Copy the entries below exactly. Images do not belong in the copy.

[Start of Task data]

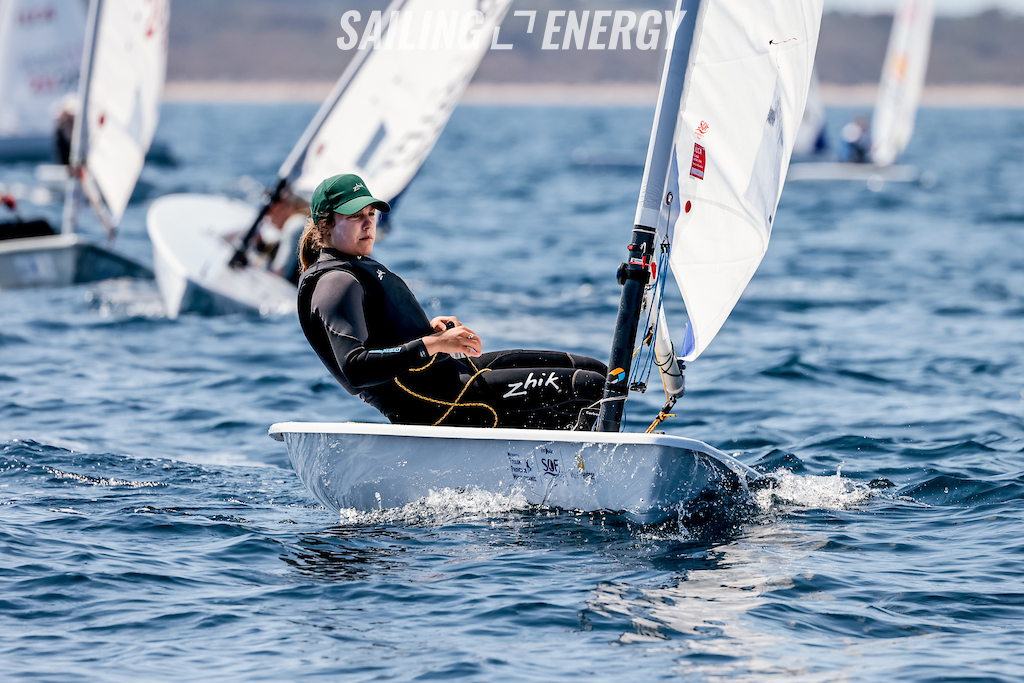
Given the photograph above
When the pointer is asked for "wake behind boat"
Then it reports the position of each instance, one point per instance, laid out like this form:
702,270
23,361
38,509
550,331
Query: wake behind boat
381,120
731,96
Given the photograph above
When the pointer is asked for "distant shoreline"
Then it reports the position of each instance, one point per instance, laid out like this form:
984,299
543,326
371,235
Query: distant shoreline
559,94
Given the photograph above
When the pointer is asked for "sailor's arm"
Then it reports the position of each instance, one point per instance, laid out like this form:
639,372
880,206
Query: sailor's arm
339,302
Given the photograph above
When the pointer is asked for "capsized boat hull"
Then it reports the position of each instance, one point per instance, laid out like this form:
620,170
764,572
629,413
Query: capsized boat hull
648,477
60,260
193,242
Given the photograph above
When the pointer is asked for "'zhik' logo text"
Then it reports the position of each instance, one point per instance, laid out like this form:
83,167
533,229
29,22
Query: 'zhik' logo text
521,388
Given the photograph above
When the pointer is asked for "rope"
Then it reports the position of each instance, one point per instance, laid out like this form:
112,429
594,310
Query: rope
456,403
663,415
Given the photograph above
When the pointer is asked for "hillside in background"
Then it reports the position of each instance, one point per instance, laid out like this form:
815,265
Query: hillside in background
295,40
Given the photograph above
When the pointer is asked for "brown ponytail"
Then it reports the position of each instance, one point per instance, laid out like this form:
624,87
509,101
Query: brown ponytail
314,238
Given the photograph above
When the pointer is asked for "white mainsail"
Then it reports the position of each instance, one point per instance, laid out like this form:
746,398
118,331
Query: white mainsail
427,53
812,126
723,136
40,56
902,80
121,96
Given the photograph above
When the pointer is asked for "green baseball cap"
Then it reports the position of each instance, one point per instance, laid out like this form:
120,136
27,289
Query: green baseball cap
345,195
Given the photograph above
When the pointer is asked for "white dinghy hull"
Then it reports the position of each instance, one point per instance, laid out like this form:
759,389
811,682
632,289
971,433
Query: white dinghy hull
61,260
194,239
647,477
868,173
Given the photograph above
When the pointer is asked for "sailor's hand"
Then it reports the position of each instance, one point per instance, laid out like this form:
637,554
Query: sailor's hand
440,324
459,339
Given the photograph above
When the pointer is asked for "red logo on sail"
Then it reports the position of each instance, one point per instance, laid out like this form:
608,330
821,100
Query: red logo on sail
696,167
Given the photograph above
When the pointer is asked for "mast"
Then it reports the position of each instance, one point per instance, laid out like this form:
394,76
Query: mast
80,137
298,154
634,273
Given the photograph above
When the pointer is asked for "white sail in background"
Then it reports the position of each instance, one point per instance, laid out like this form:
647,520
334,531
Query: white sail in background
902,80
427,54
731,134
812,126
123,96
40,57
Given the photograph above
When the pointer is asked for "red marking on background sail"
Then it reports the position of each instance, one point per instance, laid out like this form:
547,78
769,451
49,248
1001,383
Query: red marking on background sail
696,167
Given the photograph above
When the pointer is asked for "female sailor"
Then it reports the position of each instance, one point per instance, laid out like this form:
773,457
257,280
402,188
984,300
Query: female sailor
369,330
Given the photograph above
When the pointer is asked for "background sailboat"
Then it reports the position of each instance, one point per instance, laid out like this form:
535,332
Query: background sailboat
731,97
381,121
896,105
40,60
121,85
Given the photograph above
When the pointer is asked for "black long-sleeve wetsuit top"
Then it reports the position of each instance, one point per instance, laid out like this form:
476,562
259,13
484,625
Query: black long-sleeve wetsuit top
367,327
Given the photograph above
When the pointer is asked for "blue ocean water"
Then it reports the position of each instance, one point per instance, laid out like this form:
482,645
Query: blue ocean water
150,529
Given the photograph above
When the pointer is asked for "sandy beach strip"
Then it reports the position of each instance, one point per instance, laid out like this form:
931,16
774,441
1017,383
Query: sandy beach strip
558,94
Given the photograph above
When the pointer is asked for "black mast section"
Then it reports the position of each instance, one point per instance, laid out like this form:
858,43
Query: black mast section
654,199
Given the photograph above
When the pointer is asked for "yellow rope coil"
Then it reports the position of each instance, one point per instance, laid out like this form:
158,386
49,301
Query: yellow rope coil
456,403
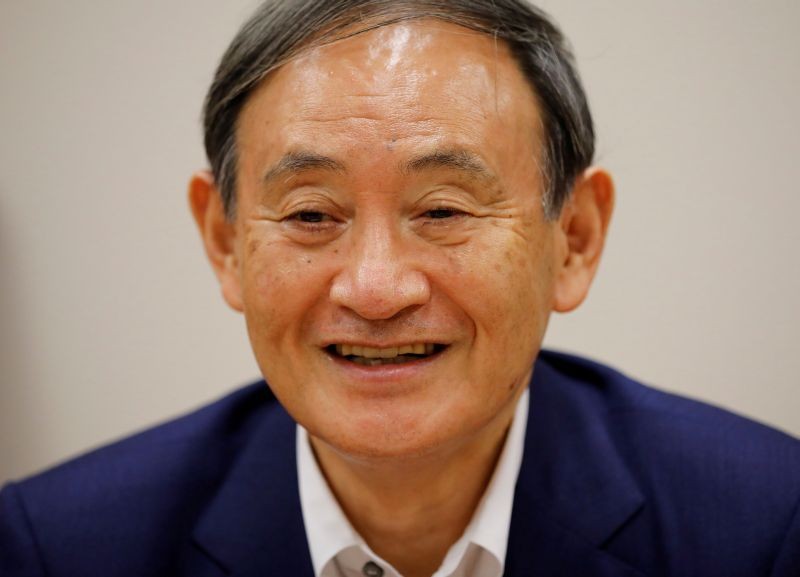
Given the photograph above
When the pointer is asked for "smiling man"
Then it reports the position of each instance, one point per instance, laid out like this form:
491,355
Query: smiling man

[End of Task data]

(Written answer)
Given the photograph above
When the pointer is asked for "wake behind boat"
Then it reports the position of each instance, one point per instance, laid out like this form:
702,270
23,361
38,509
550,331
Query: wake behind boat
381,120
731,96
Given the photograph above
When the pointer is asked for "distant shoreline"
Then it reports the position of each instance, one point per instance, laid out like this form:
984,299
543,326
371,235
Query: distant shoreline
559,94
Given the photograph above
When the pointer is asked for "sailor's arm"
Then it reports the position of each instance, one point per instance, laid out like this form:
639,372
880,206
Query: sailor's arm
339,302
Given the photograph above
When the pointer is asked for "capsized boat hull"
Then it reports the position of each instance, one point per instance, laid out like this form:
620,170
764,572
629,413
Query: capsized boat hull
648,477
60,260
193,242
Given the photograph above
When the pointer is asked for "'zhik' logo text"
Then it reports the position of each instance, one point per instance, laid out like this form:
83,167
533,229
29,22
Query: 'zhik' logo text
521,388
Given the photograph above
When the pointer is asked for "rope"
Then it reports the position of each instance, one point per instance, laid out like this form:
112,429
594,310
Query: rope
456,403
663,415
Given the photograph above
When the pointer is asked for "hillside in background"
Then it reports the position of each instance, one point per instance, laid out like this form:
815,265
Query: hillside in background
295,40
Given the photograph above
When the pointer is asked for "brown ponytail"
Then it reports the position of each instance, one point per instance, laid out like this form:
624,87
509,101
Query: brown ponytail
314,238
Given the photograph above
When the pointer is asked for "white mainsail"
Then it reports the position of each instance, one point per instance, laid out like this form:
746,398
118,331
Query: white mainsail
427,53
812,126
723,136
40,56
902,80
121,96
Given the photograph above
When the pointer is asked for "green baseball cap"
Then it reports the position of each instance, one point per instance, laid out like this form:
120,136
27,289
Query: green baseball cap
345,195
Given the photograph above
When the pointer is asked for "white dinghy hull"
Then it reports the position of each instance, one point per instance, laid out like this form:
759,389
811,682
632,289
971,433
Query: white dinghy hull
61,260
194,239
647,477
868,173
Given the photograph above
When the pointer is asked for "sailor's hand"
Then it reports the position of each instance, one point per instance, laid out like this form:
637,554
Query: sailor's hand
440,324
459,339
Given the photograph above
When the pointer is asked for "red logo on sail"
Then it reports the position of each instance, one point per instance, laid out like this form:
608,330
821,100
Query: red logo on sail
696,167
Given the photograph above
When the pointer is asked for "mast"
Then it reports the position of each instance, one point per instance, laid out like this form:
394,76
Query: mast
80,137
298,154
634,273
Given the photograph above
When the pointer is asked for "white sail in background"
Then it reports the position of each instance, one point per instance, laid out like this form:
647,520
334,531
Query: white sail in background
902,80
427,54
731,134
812,126
123,96
40,57
Given the photograph above
When the pointer is asked for "red marking on background sail"
Then it reports the position of each instance, one point per instance, laid out like this form:
547,78
769,451
49,248
1001,383
Query: red marking on background sail
696,167
Given the photograph above
When the pointer is asked for "female sailor"
Then it reports the position of each instance, one point per instance, laid out like this form:
773,457
257,280
402,188
984,300
Query: female sailor
369,330
Given the photograph above
When the pointer is asked for "background sailboat"
Then it reports the position of each instance, one point per instance, laid out like this form:
535,332
Query: background sailboat
731,97
381,121
896,105
40,60
121,85
Given the photograph above
When the pointer is asked for "black long-sleeve wetsuit top"
Then it reports the position of each instance, one point per instance, laid out like this form:
476,562
259,13
484,625
Query: black long-sleeve wetsuit top
367,327
Given the photograph above
When the pointer is asked for "blue ocean water"
Then it reports the position of each instance, one point per instance, laid out like this form:
482,645
Query: blue ocean water
150,529
Given the photograph above
When the pointer is asked for "sandy beach strip"
Then it reports the position of each instance, one point per instance, laid out like this form:
931,16
774,441
1017,383
Query: sandy beach strip
558,94
Given the photograph above
When the pointer is asked for "black mast section"
Then it reports the position of each instance, one point per instance, laid out like this form:
858,43
Query: black mast section
654,199
Given the photograph above
When the pointer is asked for "yellow rope coil"
Then it reports the position of each instance, one point per instance, laid out like this form:
158,386
49,301
Query: yellow rope coil
456,403
Given the photograph above
When the pointer is asked for "smiling man"
Then it reports the position of each instance, one point per instance, laid out like this form:
491,355
Query: smiling man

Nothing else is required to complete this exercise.